▶ **УСЛОВИЯ ЗАДАНИЙ**
**1)** Перепишите текст о Довлатове от слов «Чуть выше этого» до слов «этом и говорили.» включительно, заменив «коммуналке» на «квартире».
**2)** Напишите продолжение текста о Довлатове, которое шло бы сразу за последним приведённым предложением.
-------- ТЕКСТ ОТРЫВКА
Чуть выше этого опуса приведен отрывок из письма-поэмы. Автор или авторы его нам неизвестны, а миллионы подписей, разумеется, – фикция, хотя в той атмосфере поголовного, повального страха их можно было бы и собрать, если сильно постараться, но я, например, за всю войну не припомню, чтобы где-нибудь кто-нибудь собирал подписи под такими «письмами трудящихся». Но все их роднит одно – какая-то патологическая бездарность, издевательство не только над смыслом, но и над языком. Другое дело высказывание известного прозаика! По этому поводу можно только вспомнить Сергея Довлатова, одного из самых известных прозаиков нашей литературы второй половины прошлого века. Он вырос в советской коммуналке, в самой народной среде, и свидетельствовал:
...
«Что Сталин – убийца, моим родителям было хорошо известно. И друзьям моих родителей тоже. В доме только об этом и говорили.
Я одного не понимаю. Почему мои обыкновенные родители все знали, а Эренбург – нет?
В шесть лет я знал, что Сталин убил моего деда. А уж к моменту окончания школы знал решительно все».
----------------
-------- ИСХОДНЫЕ ЗАПИСИ
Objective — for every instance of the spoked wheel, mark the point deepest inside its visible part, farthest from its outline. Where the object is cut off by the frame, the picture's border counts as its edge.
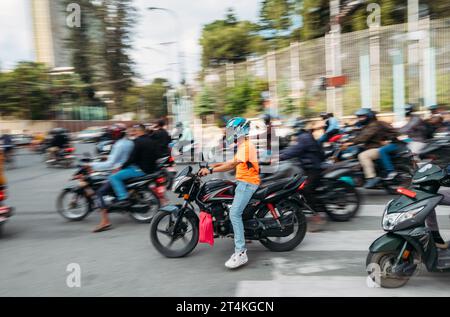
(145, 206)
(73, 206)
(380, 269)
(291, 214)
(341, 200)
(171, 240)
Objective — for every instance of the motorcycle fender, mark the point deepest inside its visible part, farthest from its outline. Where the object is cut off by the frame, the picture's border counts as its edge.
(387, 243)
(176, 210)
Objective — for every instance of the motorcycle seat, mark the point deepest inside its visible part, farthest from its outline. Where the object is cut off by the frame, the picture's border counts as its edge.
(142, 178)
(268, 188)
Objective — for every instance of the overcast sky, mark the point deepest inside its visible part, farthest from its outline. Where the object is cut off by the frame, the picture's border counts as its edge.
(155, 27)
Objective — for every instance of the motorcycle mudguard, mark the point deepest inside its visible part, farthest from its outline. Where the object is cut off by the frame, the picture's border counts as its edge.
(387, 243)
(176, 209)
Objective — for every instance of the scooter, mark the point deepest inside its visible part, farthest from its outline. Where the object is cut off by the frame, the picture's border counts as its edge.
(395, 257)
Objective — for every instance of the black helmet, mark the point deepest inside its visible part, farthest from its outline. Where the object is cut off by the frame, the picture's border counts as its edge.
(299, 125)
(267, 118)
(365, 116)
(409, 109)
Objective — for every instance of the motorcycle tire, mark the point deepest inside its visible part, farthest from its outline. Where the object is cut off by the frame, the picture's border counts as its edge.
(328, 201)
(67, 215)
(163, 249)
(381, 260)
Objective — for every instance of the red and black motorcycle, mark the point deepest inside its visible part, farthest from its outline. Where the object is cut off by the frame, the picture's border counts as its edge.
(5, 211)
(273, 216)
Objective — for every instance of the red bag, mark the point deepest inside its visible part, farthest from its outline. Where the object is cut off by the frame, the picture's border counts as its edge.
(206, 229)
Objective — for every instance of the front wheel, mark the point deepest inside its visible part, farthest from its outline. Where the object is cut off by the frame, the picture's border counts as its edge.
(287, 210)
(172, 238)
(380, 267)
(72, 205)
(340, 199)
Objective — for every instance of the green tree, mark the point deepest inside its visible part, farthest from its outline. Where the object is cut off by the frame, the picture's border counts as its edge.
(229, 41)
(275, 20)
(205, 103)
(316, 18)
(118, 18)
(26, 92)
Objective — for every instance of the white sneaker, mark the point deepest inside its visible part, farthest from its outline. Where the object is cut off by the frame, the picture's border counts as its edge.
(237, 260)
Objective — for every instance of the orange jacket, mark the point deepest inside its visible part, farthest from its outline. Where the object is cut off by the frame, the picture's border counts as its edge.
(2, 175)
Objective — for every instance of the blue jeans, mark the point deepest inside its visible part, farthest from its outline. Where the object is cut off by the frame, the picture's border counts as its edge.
----------------
▶ **ОТВЕТЫ К ЗАДАНИЯМ**
**1)**
Чуть выше этого опуса приведен отрывок из письма-поэмы. Автор или авторы его нам неизвестны, а миллионы подписей, разумеется, – фикция, хотя в той атмосфере поголовного, повального страха их можно было бы и собрать, если сильно постараться, но я, например, за всю войну не припомню, чтобы где-нибудь кто-нибудь собирал подписи под такими «письмами трудящихся». Но все их роднит одно – какая-то патологическая бездарность, издевательство не только над смыслом, но и над языком. Другое дело высказывание известного прозаика! По этому поводу можно только вспомнить Сергея Довлатова, одного из самых известных прозаиков нашей литературы второй половины прошлого века. Он вырос в советской квартире, в самой народной среде, и свидетельствовал:
...
«Что Сталин – убийца, моим родителям было хорошо известно. И друзьям моих родителей тоже. В доме только об этом и говорили.

**2)**
Эренбург был в свое время известен не меньше, чем Леонов, и тоже считался ведущим русским прозаиком. Ни он, ни Леонов не могли не знать, не понимать сути происходившего на их глазах! До сих пор у нас бытует миф о том, что современники страшных сталинских десятилетий не знали о масштабах массового террора, не знали, что счет жертвам шел на миллионы. Только, мол, речь Хрущева на XX съезде партии в 1956 году раскрыла людям глаза. А где были эти глаза у миллионов жителей Москвы и Подмосковья (в том числе и у Леонова с Эренбургом), когда в Подмосковье, самом густонаселенном районе страны, сотни тысяч заключенных у всех на виду рыли канал Москва–Волга, строили огромные шлюзы и другие гигантские технические сооружения? Уходящую за горизонт неохватную панораму стройки невозможно было скрыть от посторонних глаз никакими заборами, сторожевыми вышками, конвоирами с ружьями и собаками. В то время вся страна была, можно сказать, опутана колючей проволокой многих сотен больших и малых строек, на которых трудились заключенные. И никто этого не замечал?!
В ответ на такие вопросы в дело вступает пропагандистский Молох, могущественный в нашей стране не меньше военно-промышленного комплекса. Вот он устами Хрущева вещает:
...
«До смерти Сталина мы считали, что все, что делалось при его жизни, было безупречно правильным и единственно возможным для того, чтобы выжила революция, чтобы она укрепилась и развивалась. Правда, в последний период жизни Сталина, до XIX съезда партии и особенно сразу же после него, у нас, людей из близкого окружения (имею в виду себя, Булганина, Маленкова и в какой-то степени Берию) зародились уже какие-то сомнения, проверить их мы тогда не имели возможности. Только после смерти Сталина, и то не сразу, у нас хватило партийного и гражданского мужества открыть занавес и заглянуть за кулисы истории…»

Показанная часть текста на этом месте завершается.